*READING PASSAGE*:
****************
Our study targeted M. Greek, a rather difficult to describe computationally, yet attractive, natural language. In short, the inherent characteristics of M. Greek are:

The complexity of the M. Greek inflectional system disallows the application of automatic means (e.g., a stemmer/lemmatizer) for the extraction/bootstrapping of lexical knowledge. As a consequence, the construction of the M. Greek lexicon required lots of manual labor; i.e. explicit definition of lemma clusters containing inflected forms accompanied by their morphosyntactic attributes. On the other hand, the M. Greek inflectional system exhibits a narrower range of morphosyntactic ambiguity, compared to the corresponding ambiguity revealing in low inflected languages (e.g., in English almost every Noun can be a Verb), and is mainly attributed to the frequent occurrence of functional words, such as Articles and Pronouns (similar to the French le, la), almost all of which are ambiguous [Gakis et al., 1998].


    1. Overall architecture

Figure 1. Architecture of the Tagger

Figure 1 illustrates the functional components of the tagger and the order of processing. Raw text passes through the Tokenizer, where it is converted into a stream of tokens. Non-word tokens (e.g., punctuation marks, numbers, dates, etc.) are resolved by the Tokenizer and receive a tag corresponding to their category. Word tokens are looked-up in the Lexicon and those found receive one or more tags. Words with more than one tag and those not found in the Lexicon pass through the Disambiguator/Guesser, where the contextually appropriate tag is decided/guessed with the help of decision trees.
****************
*DATA EXCERPTS*:
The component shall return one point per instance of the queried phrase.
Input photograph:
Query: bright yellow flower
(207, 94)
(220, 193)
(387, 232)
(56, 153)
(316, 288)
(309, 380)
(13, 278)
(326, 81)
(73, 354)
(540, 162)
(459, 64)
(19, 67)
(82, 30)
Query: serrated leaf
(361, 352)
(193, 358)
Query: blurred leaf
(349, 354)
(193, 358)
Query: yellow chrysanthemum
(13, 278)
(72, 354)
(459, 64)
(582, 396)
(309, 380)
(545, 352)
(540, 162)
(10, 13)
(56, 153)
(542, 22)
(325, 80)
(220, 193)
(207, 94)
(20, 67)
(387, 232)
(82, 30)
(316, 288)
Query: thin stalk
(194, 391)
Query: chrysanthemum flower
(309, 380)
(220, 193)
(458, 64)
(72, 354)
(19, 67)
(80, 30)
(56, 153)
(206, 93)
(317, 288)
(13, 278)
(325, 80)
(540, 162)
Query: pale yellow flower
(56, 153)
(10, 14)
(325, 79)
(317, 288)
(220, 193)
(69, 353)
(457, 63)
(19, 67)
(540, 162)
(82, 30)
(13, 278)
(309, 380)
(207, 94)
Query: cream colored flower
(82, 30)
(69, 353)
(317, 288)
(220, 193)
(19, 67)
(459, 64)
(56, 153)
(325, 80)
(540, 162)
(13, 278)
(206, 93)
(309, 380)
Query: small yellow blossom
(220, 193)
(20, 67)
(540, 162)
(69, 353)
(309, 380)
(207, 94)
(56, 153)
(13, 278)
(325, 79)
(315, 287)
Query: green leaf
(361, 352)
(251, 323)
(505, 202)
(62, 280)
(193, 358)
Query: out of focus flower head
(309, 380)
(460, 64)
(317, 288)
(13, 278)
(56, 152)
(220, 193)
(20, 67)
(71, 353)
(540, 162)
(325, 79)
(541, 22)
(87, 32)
****************
*WHAT TO WORK ON*:
• 1. Turn the paragraph of the tagger passage that begins "Figure 1 illustrates" into a short list that keeps its main facts.
• 2. Carry the tagger passage on from its last sentence.
None of the data is needed here.

*RESULTS*:
• 1.
- Figure 1 shows the tagger's parts and the order in which they process text.
- The Tokenizer turns raw text into a stream of tokens.
- The Tokenizer also resolves non-word tokens, such as punctuation marks, numbers and dates, and tags each by its category.
- Word tokens are looked up in the Lexicon, and those found get one or more tags.
- Words with more than one tag, and words not in the Lexicon, go to the Disambiguator/Guesser. It uses decision trees to decide or guess the tag that fits the context.

• 2.
  1. Lexicon
    1. Word definition formalism

The morphological definition of Greek words is based on an extended version of the Greek Word Description Language (GWDL) [Vagelatos et al., 1995], a formalism used for the development of a spelling lexicon for M. Greek. GWDL comprised a set of rules that encode the declinable part of inflected words. It utilized 290 rules. Using GWDL, only the stem of each word followed by a rule (or a set of rules) representing possible endings, was stored in the lexicon. It must be mentioned here, that we had to deal with a lexicon of nearly 90.000 stems where for almost each stem, a set of rules was required.

Extended GWDL (EGWDL) extends the previous formalism in 4 points:

  1. The morphemes used for the formation of Greek words can incorporate sets of morphosyntactic or semantic attributes.
  2. A lemma can be defined as a cluster of word-form definitions.
  3. Two-dimensional information structures can accompany a lemma.
  4. Syntactic or semantic relations between lemmas can be defined as typed links that are resolved during lexicon construction

Using EGWDL we can declare:

%attributes = (NOUN "Ουσιαστικό" | ARTICLE "Άρθρο" | … ).

%infos = ( ANTONYM: 1 "Αντώνυμο" |

MEANING: 1 "Έννοια" | …


@MSCSING = (MASCULINE | SINGULAR) "αρσενικό, ενικός".

#MSCas = (ας @(NOMINATIVE) | α @GAV) @MSCSING "Ενικός αρσενικών σε -ας".

!a1=(1). -- Stress in final position.

!a2=(2). -- Stress in penultimate position.

!a6=(3). -- Stress in antepenultimate position.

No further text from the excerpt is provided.